| EXERCISE MATERIALS |
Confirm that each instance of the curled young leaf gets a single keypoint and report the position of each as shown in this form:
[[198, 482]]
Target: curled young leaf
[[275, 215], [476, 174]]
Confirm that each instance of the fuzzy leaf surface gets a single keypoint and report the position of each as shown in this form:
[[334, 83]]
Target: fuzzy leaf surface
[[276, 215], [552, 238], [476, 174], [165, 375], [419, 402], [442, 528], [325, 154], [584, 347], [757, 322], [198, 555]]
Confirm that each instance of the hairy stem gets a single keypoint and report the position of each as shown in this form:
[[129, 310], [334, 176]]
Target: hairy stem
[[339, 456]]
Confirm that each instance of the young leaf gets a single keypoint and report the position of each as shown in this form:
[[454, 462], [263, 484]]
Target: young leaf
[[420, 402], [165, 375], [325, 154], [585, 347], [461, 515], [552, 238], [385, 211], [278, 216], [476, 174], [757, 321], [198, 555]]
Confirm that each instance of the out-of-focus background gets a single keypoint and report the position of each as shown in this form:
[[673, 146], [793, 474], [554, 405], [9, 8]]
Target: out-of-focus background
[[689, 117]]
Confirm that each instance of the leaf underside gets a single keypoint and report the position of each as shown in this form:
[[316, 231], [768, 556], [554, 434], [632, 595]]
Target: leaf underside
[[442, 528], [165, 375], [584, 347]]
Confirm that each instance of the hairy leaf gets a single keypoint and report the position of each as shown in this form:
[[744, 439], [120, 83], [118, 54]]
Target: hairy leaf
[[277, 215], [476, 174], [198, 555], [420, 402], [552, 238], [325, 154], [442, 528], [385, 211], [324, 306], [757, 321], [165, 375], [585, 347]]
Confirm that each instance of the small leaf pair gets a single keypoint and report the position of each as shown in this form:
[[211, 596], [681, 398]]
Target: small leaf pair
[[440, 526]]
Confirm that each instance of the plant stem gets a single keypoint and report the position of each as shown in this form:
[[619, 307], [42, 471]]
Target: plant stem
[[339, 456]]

| EXERCISE |
From the listing above, return the lines starting at the one with "Target: curled young leaf" and ending at the one with "[[454, 462], [263, 484]]", both kept, exactly as they appear and nothing more.

| ANSWER FOR THE TASK |
Target: curled young leaf
[[275, 215], [476, 174]]
Confirm that each instance of the fuzzy leaf surface gets a single keypoint and report the position of each as shown in this form:
[[334, 83]]
Target: fuzzy leaf surface
[[276, 215], [552, 238], [476, 174], [165, 375], [419, 402], [442, 528], [325, 154], [584, 347], [757, 322], [198, 555]]
Confirm that each instance of the hairy stem gets a single keypoint and report the position of each as shown in this form:
[[129, 310], [334, 176]]
Target: hairy stem
[[339, 456]]
Confirm that each instance of the young leaf gets a single keypoint and report the position of each as shown in this form:
[[454, 462], [263, 484]]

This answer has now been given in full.